### Selected extract:
Introduction

Horseshoe kidney is one of the most common renal fusion anomalies [1]. The anomaly is an ectopia of the two kidneys lying vertically on either side of the midline and connected to each other (98% in the lower pole) by the isthmus crossing the lumbar spine [2]. Renal cell carcinoma accounts for about one-half of renal tumors, although the incidence in patients with horseshoe kidneys has been found to be no greater than that in the general population [3]. Other tumors such as upper tract transitional cell carcinoma (UTTC), Wilms tumors, sarcomas, and carcinoids have also been reported [4,5,6,7]. Partial or radical nephrectomy is the gold standard in renal cell carcinoma treatment, but in horseshoe kidney, the standard surgical technique has not been defined due to the limited case numbers in the literature. Operations in horseshoe kidneys pose distinct surgical challenges due to their ectopic low-lying position and the often complex blood supply.

Herein, we report a case of a 77 year old Vietnamese woman diagnosed with a renal cell carcinoma in a horseshoe kidney treated by retroperitoneal laparoscopy heminephrectomy. There have been only a few case reports on laparoscopic heminephrectomy in horseshoe kidneys using a retroperitoneal approach [8, 9]. This case is presented in line with the Consensus Surgical Case Report (SCARE) guidelines [10].

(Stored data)
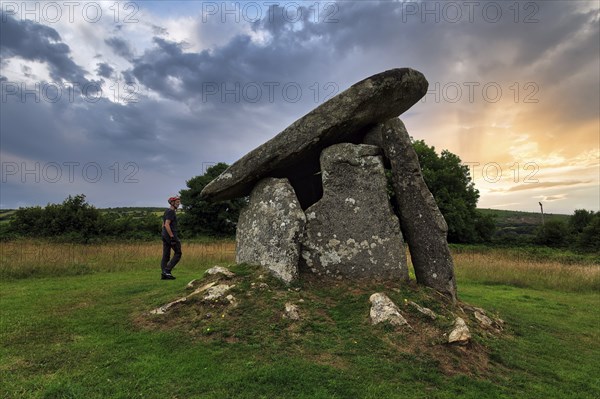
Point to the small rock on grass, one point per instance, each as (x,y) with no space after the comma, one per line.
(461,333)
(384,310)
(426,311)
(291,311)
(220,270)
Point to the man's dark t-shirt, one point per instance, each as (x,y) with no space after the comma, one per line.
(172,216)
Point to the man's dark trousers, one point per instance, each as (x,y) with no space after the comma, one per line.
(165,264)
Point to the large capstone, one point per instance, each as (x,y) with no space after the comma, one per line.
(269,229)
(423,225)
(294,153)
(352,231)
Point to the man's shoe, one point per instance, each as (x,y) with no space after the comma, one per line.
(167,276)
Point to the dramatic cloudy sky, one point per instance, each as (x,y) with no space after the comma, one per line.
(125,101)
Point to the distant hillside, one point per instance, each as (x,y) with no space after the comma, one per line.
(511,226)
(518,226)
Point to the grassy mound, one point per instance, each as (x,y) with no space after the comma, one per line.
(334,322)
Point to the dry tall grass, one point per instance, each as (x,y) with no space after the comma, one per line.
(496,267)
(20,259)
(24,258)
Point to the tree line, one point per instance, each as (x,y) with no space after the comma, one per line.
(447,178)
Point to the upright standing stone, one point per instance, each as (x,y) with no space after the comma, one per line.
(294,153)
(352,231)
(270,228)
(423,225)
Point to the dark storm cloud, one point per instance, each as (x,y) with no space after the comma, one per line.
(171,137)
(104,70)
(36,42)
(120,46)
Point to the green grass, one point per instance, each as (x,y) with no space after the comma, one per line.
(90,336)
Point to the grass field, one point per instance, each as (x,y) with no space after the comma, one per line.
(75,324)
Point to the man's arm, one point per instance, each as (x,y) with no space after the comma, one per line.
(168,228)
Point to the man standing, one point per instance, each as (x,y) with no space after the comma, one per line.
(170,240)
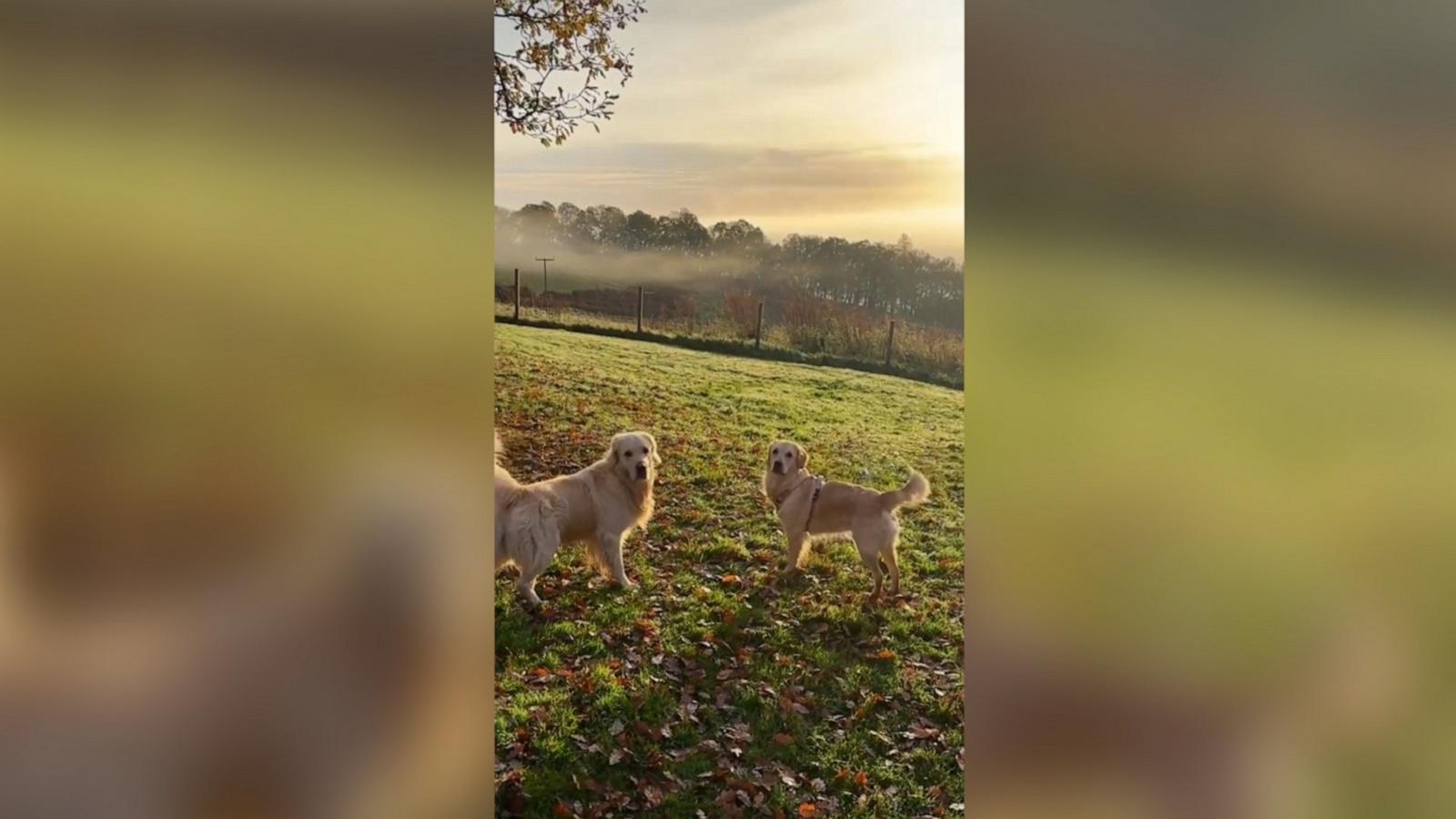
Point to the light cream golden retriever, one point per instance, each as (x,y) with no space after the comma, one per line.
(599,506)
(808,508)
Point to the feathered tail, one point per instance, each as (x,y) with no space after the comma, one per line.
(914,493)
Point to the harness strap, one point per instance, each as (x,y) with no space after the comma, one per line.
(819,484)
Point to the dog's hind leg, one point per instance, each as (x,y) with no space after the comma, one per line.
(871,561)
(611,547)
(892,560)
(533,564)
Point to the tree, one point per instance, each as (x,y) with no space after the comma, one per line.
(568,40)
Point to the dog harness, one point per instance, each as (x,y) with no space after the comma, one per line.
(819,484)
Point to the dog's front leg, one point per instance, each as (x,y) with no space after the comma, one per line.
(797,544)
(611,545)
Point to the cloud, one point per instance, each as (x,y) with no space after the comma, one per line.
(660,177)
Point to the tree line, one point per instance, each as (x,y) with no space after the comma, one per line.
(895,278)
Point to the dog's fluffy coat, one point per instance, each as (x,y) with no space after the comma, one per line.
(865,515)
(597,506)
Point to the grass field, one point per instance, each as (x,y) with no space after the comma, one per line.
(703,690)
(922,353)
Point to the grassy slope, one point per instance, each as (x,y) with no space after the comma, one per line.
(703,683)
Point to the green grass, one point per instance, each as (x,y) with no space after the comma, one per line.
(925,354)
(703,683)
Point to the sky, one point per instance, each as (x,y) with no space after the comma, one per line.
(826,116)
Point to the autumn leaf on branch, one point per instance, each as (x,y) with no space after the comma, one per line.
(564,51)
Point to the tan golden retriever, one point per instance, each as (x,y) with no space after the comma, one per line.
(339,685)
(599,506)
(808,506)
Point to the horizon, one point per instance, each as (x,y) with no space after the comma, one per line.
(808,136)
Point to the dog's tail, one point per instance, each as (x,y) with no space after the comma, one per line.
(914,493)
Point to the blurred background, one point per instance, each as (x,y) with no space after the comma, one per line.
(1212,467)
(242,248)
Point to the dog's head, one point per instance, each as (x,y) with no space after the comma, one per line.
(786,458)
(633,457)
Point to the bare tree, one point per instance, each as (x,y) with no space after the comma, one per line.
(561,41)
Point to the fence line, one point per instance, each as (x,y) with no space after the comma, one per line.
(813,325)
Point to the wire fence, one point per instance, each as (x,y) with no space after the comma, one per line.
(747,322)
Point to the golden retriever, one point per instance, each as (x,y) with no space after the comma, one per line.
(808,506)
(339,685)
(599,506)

### Problems to work on:
A: Write out the horseshoe kidney introduction word for word, beginning at the words "Herein, we report" and stopping after "(SCARE) guidelines [10].".
B: Write what comes next in the horseshoe kidney case report, picking up right after its last sentence.
These rows come from a separate source.

### Outputs for the tasks:
A:
Herein, we report a case of a 77 year old Vietnamese woman diagnosed with a renal cell carcinoma in a horseshoe kidney treated by retroperitoneal laparoscopy heminephrectomy. There have been only a few case reports on laparoscopic heminephrectomy in horseshoe kidneys using a retroperitoneal approach [8, 9]. This case is presented in line with the Consensus Surgical Case Report (SCARE) guidelines [10].

B:
Case presentation

A 77-year-old Vietnamese woman presented to the hospital with right flank pain without fever or hematuria. On physical examination, the patient did not have a palpable flank mass or tenderness to palpation. Her vital signs were normal, and there was no evidence of paraneoplastic syndrome. The patient is considered healthy with no history of chronic medical disease or prior abdominal surgical operations. Her computed tomography (CT) showed a horseshoe kidney with a hilar tumor (55 × 50 mm) arising from the upper pole of the right moiety kidney with a RENAL score of 9p [11]. Additionally, the image revealed parenchyma fusion of the lower poles. A preoperative CT imaging is shown in Fig. 1. The computed tomography angiography showed two arteries feeding the right moiety and three arteries feeding the left moiety (Fig. 2). Each moiety had one large draining vein. On presentation, her serum creatinine was 0.86 mg/dL, and glomerular filtration rate (GFR) was 65.2 mL/minute/1.73 m2. According to her scintigraphy, GFRs of the right segment and left segment of the horseshoe kidney were 35.5 mL/min and 24.2 mL/min, respectively. After consultation, the patient opted for laparoscopy retroperitoneal heminephrectomy in the right moiety tumor of the horseshoe kidney. The patient was considered at clinical T1bN0M0.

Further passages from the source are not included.